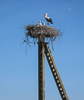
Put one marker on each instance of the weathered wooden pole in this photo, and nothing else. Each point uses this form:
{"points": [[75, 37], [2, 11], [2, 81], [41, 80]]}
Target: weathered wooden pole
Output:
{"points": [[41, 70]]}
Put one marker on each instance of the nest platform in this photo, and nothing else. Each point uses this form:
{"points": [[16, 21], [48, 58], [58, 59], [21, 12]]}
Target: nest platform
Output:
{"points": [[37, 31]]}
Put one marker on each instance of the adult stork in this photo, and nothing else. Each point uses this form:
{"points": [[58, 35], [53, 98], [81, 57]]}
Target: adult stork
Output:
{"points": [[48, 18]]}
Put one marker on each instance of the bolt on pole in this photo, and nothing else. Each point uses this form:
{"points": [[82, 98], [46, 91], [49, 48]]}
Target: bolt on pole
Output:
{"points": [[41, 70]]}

_____

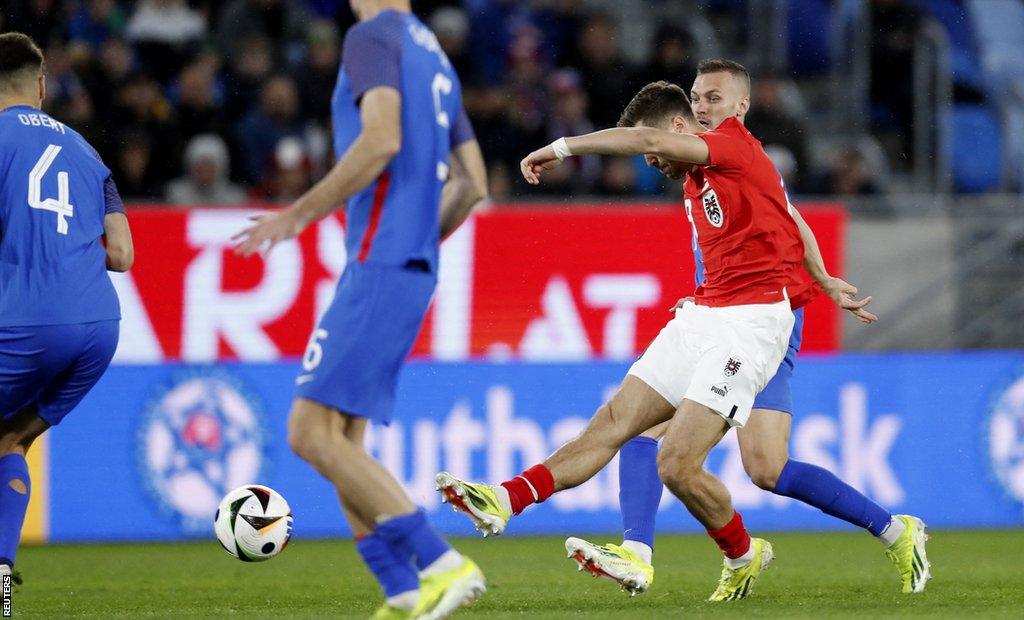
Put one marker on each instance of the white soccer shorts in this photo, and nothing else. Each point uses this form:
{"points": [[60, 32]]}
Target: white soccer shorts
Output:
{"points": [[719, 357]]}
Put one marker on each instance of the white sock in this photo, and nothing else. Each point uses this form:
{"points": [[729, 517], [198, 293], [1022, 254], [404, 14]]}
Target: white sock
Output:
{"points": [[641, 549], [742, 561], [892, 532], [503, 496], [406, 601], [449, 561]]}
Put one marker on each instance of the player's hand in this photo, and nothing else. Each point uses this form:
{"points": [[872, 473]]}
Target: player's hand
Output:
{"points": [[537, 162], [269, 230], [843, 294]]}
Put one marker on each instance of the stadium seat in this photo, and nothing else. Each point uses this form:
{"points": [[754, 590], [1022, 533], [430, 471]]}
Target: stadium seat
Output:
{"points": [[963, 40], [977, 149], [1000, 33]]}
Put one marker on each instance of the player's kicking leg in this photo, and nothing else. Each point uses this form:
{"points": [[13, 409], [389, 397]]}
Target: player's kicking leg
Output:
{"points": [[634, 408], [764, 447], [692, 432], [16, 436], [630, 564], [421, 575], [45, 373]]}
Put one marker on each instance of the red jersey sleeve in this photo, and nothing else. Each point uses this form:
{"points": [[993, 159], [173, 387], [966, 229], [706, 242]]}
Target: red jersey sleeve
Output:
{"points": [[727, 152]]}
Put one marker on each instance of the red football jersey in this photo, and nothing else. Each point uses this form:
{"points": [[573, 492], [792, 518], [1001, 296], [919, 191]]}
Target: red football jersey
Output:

_____

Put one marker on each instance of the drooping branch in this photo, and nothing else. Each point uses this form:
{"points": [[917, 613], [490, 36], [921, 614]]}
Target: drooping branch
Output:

_____

**PROBLEM DESCRIPTION**
Return each line of the items above that contains the string "bolt". Case counts.

**FINAL RESULT**
Put one marker on each instance of the bolt on pole in this photo, and nothing else. Each point uses this form:
Target: bolt on pole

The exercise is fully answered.